══ Records shown ══
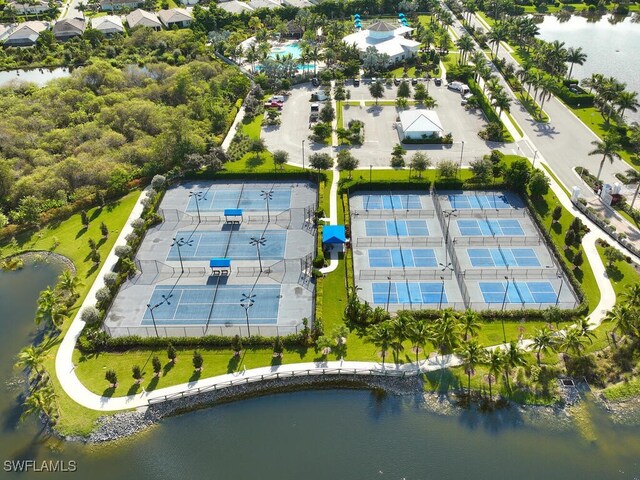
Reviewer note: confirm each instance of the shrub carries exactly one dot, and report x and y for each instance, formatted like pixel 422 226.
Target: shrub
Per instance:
pixel 90 315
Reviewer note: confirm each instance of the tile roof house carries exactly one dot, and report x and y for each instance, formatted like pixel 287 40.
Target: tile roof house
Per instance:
pixel 26 34
pixel 69 28
pixel 108 24
pixel 142 18
pixel 385 38
pixel 175 16
pixel 113 5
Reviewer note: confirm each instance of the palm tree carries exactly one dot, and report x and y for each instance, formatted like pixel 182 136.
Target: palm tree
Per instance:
pixel 543 340
pixel 627 101
pixel 633 176
pixel 513 358
pixel 495 362
pixel 471 354
pixel 575 55
pixel 381 336
pixel 469 324
pixel 446 331
pixel 419 334
pixel 607 148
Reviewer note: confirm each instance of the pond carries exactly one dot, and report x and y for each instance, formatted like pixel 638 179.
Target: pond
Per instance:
pixel 311 435
pixel 38 76
pixel 611 48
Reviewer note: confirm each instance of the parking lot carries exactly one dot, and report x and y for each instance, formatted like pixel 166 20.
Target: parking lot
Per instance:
pixel 222 262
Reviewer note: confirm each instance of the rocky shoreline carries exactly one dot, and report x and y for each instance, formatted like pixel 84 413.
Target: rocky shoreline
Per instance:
pixel 125 424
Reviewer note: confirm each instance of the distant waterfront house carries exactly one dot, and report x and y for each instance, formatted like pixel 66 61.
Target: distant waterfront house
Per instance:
pixel 113 5
pixel 69 28
pixel 108 24
pixel 419 124
pixel 385 38
pixel 234 6
pixel 142 18
pixel 26 34
pixel 175 16
pixel 31 7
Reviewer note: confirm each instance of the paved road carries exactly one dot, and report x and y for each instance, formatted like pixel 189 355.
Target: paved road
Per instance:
pixel 564 142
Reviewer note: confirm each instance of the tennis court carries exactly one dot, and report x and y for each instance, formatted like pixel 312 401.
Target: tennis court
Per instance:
pixel 503 257
pixel 398 258
pixel 392 202
pixel 249 199
pixel 399 228
pixel 490 227
pixel 195 305
pixel 464 201
pixel 237 245
pixel 518 292
pixel 409 292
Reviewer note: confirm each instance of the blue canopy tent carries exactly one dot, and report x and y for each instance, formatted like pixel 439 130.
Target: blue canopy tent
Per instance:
pixel 233 215
pixel 220 266
pixel 333 235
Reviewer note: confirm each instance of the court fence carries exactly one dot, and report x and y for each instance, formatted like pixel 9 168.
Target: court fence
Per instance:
pixel 368 242
pixel 201 330
pixel 400 274
pixel 320 370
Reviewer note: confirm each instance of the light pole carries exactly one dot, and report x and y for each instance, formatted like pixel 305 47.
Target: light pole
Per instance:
pixel 198 195
pixel 257 242
pixel 180 243
pixel 504 333
pixel 388 293
pixel 267 195
pixel 247 302
pixel 560 289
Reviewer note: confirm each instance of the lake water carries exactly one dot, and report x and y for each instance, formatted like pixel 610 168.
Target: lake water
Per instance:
pixel 612 49
pixel 311 435
pixel 37 76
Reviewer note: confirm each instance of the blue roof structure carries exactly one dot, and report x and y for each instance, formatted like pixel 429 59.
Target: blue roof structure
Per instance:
pixel 333 234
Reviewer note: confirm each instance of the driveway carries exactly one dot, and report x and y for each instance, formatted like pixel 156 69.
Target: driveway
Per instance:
pixel 294 128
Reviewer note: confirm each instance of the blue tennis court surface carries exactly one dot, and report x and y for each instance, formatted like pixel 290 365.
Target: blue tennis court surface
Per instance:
pixel 192 305
pixel 391 202
pixel 249 199
pixel 409 292
pixel 206 245
pixel 518 292
pixel 392 228
pixel 503 257
pixel 488 228
pixel 463 201
pixel 385 257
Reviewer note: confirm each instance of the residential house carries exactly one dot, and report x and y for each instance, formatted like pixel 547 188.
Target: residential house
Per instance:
pixel 25 34
pixel 385 38
pixel 142 18
pixel 113 5
pixel 234 6
pixel 108 25
pixel 69 28
pixel 175 16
═══
_Your instructions_
Scale the data from the line with "Reviewer note: confirm each instance of the rocky" to the line with "pixel 125 424", both included, by restating those lines with the requests and multiplying each pixel coordinate in the answers by 0.25, rounded to whole numbers with halves going up. Numbers in the requests, including their format samples, stay as they are.

_Expected output_
Reviewer note: confirm each instance of the rocky shoreline carries exactly one dot, and report x and y for each instance, formatted like pixel 84 413.
Target: rocky shoreline
Per instance:
pixel 31 106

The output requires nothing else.